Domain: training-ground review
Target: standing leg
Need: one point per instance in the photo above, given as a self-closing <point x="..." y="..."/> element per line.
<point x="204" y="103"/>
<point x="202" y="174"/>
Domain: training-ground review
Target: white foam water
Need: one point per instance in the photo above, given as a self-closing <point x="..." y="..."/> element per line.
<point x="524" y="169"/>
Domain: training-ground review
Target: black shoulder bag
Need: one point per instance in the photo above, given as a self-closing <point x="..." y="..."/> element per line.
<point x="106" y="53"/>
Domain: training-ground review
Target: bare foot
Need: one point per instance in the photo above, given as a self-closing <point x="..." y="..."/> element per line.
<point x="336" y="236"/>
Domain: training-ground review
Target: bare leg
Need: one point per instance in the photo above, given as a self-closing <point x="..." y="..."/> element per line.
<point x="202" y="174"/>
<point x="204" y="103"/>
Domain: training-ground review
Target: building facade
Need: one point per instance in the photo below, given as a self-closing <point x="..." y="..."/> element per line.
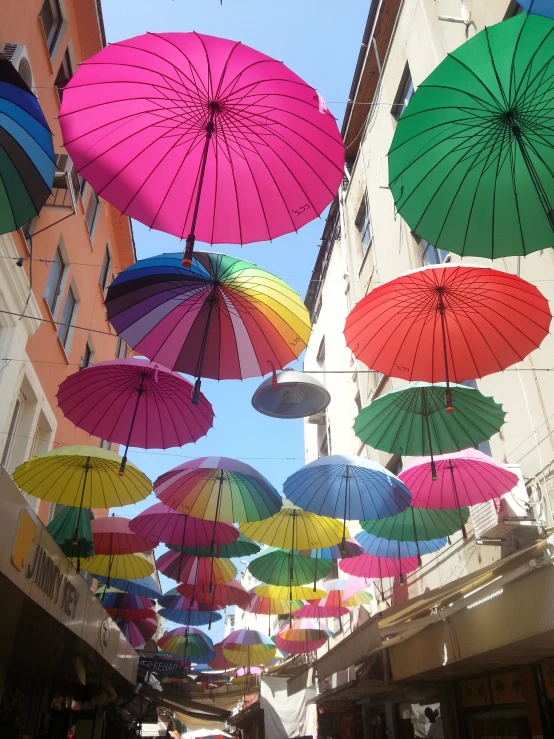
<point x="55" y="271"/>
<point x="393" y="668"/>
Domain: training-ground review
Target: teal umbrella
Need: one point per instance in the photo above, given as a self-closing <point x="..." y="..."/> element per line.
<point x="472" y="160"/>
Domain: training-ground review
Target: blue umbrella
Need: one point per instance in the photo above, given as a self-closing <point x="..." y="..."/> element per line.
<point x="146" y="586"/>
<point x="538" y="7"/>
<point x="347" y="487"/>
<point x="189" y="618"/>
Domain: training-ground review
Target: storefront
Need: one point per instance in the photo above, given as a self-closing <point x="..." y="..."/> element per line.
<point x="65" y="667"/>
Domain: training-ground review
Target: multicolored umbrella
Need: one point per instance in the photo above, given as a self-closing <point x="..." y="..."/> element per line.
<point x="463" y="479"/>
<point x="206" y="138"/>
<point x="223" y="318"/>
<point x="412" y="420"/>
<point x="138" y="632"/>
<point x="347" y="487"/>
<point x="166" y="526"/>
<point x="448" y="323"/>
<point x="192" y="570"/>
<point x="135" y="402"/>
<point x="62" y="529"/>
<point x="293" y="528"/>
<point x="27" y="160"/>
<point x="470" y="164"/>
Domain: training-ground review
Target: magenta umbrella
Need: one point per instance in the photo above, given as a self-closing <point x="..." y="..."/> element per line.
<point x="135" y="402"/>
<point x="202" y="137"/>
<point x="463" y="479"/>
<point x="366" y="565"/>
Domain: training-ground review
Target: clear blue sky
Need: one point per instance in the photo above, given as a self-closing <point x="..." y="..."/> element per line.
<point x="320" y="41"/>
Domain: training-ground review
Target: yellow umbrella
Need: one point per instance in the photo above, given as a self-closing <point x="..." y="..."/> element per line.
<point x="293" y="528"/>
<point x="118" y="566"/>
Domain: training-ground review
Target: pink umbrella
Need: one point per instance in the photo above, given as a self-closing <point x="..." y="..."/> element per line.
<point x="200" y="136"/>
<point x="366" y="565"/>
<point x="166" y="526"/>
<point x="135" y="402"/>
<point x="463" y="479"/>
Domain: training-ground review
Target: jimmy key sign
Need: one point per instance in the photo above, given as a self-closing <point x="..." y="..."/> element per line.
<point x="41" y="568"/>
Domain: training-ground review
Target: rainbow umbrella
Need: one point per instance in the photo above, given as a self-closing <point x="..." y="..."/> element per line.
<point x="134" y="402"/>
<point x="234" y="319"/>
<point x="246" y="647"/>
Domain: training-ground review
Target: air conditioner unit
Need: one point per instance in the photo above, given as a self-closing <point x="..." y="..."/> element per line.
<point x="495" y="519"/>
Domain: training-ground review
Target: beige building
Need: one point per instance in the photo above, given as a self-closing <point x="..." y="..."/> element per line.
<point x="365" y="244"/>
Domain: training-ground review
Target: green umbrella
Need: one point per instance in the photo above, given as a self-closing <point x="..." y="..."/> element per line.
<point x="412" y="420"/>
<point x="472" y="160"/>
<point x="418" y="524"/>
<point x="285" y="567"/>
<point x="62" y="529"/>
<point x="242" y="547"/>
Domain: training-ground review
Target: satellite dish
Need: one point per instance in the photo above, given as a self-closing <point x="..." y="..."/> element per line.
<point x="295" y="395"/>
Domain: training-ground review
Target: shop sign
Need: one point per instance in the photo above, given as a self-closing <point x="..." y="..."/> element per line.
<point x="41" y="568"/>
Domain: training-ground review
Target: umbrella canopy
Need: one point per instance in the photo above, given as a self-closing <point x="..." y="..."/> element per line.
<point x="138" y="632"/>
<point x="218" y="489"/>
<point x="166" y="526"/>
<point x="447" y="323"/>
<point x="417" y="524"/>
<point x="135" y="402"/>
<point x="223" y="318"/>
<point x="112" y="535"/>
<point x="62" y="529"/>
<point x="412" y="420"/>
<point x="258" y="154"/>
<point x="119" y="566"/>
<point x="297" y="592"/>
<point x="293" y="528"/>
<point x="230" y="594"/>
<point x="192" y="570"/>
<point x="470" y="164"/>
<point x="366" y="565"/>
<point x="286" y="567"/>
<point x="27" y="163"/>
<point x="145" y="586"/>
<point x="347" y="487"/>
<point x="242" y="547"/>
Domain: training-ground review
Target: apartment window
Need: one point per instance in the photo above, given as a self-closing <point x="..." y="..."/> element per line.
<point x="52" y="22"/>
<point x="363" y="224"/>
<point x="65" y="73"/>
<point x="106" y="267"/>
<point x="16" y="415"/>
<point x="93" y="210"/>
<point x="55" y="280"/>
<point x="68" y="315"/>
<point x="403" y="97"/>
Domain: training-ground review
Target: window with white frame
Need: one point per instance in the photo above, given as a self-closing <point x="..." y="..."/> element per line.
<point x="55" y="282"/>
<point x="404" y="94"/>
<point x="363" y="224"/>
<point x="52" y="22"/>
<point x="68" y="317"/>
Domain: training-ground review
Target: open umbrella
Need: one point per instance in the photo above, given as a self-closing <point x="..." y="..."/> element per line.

* _What needs to be done_: Transcribe all entries above exactly. Drop the pictures.

* _Answer to the problem_:
Domain: training-ground review
Target: standing leg
Need: one point per instance in the photo above, given as a self-closing <point x="..." y="..."/> element per line.
<point x="204" y="103"/>
<point x="202" y="174"/>
Domain: training-ground review
Target: white foam water
Need: one point per instance in the photo above, given as a self-closing <point x="..." y="..."/> element per line.
<point x="524" y="169"/>
Domain: training-ground review
Target: black shoulder bag
Need: one point per instance in the photo above, given as a self-closing <point x="..." y="..."/> element per line.
<point x="106" y="53"/>
Domain: training-ground review
Target: bare foot
Need: one point per instance in the photo above, given as a self-closing <point x="..." y="..."/> element per line.
<point x="336" y="236"/>
Domain: training-ground review
Target: bare leg
Need: one point per instance in the photo above, given as a self-closing <point x="..." y="..."/> element per line.
<point x="202" y="174"/>
<point x="204" y="103"/>
Domain: training-ground review
Target: building facade
Need: one point per instance in the photo below, given as a self-closing <point x="..." y="..."/> element per line.
<point x="55" y="271"/>
<point x="393" y="668"/>
Domain: training-ground review
Target: teal umbrella
Need: one point per instance in the photo above, given as a self-closing <point x="..." y="..."/> element per line.
<point x="472" y="160"/>
Domain: training-ground review
Target: blue umbrella
Need: one point per instance in the photo above, given as a self-closing <point x="..." y="..."/> element per line.
<point x="146" y="586"/>
<point x="538" y="7"/>
<point x="347" y="487"/>
<point x="189" y="618"/>
Domain: training-ground review
Target: storefront
Need: one point per instance in the photo above, given as a self-closing <point x="..." y="..."/> element per line.
<point x="65" y="667"/>
Domain: training-ground review
Target: multicolored umbrella
Need: one point per instance in the photo above, given as a self-closing <point x="..." y="..."/> element per line.
<point x="463" y="479"/>
<point x="206" y="138"/>
<point x="223" y="318"/>
<point x="412" y="420"/>
<point x="138" y="632"/>
<point x="347" y="487"/>
<point x="166" y="526"/>
<point x="448" y="323"/>
<point x="192" y="570"/>
<point x="135" y="402"/>
<point x="62" y="529"/>
<point x="293" y="528"/>
<point x="27" y="160"/>
<point x="470" y="164"/>
Domain: training-ground review
Target: magenta umbrella
Need: one point per instance in the photo above, given as a self-closing <point x="..." y="..."/> element per line.
<point x="135" y="402"/>
<point x="202" y="137"/>
<point x="463" y="479"/>
<point x="366" y="565"/>
Domain: training-ground review
Target: clear blue sky
Need: one point per instance in the photo above, given as a self-closing <point x="..." y="..."/> element per line.
<point x="320" y="41"/>
Domain: training-ground review
Target: yellow umbrella
Need: one point per instance in the photo above, given as a self-closing <point x="..." y="..."/> element per line.
<point x="293" y="528"/>
<point x="118" y="566"/>
Domain: training-ground review
Target: pink umbrella
Need: one point per instance in the photo above, given as a self-closing <point x="..." y="..."/> element per line.
<point x="200" y="136"/>
<point x="366" y="565"/>
<point x="166" y="526"/>
<point x="135" y="402"/>
<point x="463" y="479"/>
Domain: training-ground review
Target: jimmy key sign
Need: one point per instance in the photo above, given as a self-closing <point x="..." y="..."/> element per line.
<point x="41" y="568"/>
Domain: training-ground review
Target: rainbow umbrella
Need: one point per instance in the photo above, given as a self-closing <point x="..." y="..."/> element per line.
<point x="134" y="402"/>
<point x="234" y="319"/>
<point x="246" y="647"/>
Domain: training-ground review
Target: air conditioner unit
Need: one point per instance in the photo above, given as a self-closing <point x="..." y="..."/> element per line.
<point x="495" y="519"/>
Domain: training-ground review
Target: beige building
Need: one point per instance in the photo above, given as a self-closing <point x="..." y="..."/> element per line.
<point x="365" y="244"/>
Domain: training-ground review
Target: green umbrella
Need: one point per instance in the photo above, given as a self-closing <point x="..." y="..."/> element per line.
<point x="412" y="420"/>
<point x="472" y="160"/>
<point x="418" y="524"/>
<point x="285" y="567"/>
<point x="62" y="529"/>
<point x="242" y="547"/>
Domain: training-ground review
Target: satellite dish
Need: one point per instance in the photo above, given as a self-closing <point x="..." y="..."/> element per line.
<point x="295" y="395"/>
Domain: training-ground review
Target: shop sign
Need: one point per instance in the photo above, given as a self-closing <point x="..." y="..."/> element per line.
<point x="41" y="568"/>
Domain: training-ground review
Target: umbrella canopy
Need: one point per instance in the photo above, given as a self-closing <point x="..." y="..."/> element per line.
<point x="138" y="632"/>
<point x="218" y="489"/>
<point x="166" y="526"/>
<point x="447" y="323"/>
<point x="417" y="524"/>
<point x="135" y="402"/>
<point x="223" y="318"/>
<point x="112" y="535"/>
<point x="62" y="529"/>
<point x="412" y="420"/>
<point x="258" y="154"/>
<point x="119" y="566"/>
<point x="297" y="592"/>
<point x="293" y="528"/>
<point x="230" y="594"/>
<point x="192" y="570"/>
<point x="470" y="164"/>
<point x="366" y="565"/>
<point x="286" y="567"/>
<point x="27" y="163"/>
<point x="145" y="586"/>
<point x="347" y="487"/>
<point x="242" y="547"/>
Domain: training-ground review
Target: apartment window
Need: one point per instance in the photo above, given as a self-closing <point x="..." y="..."/> element per line.
<point x="52" y="22"/>
<point x="363" y="224"/>
<point x="65" y="73"/>
<point x="106" y="267"/>
<point x="16" y="415"/>
<point x="93" y="210"/>
<point x="55" y="280"/>
<point x="68" y="315"/>
<point x="403" y="97"/>
Domain: training-ground review
Target: window with white frame
Need: one point per instance in the photo above, given as a self-closing <point x="..." y="..."/> element per line.
<point x="55" y="282"/>
<point x="404" y="94"/>
<point x="363" y="224"/>
<point x="52" y="22"/>
<point x="68" y="317"/>
Domain: training-ground review
Target: open umbrella
Need: one point per instance in the photo above, given as a self-closing <point x="..." y="..."/> element per line.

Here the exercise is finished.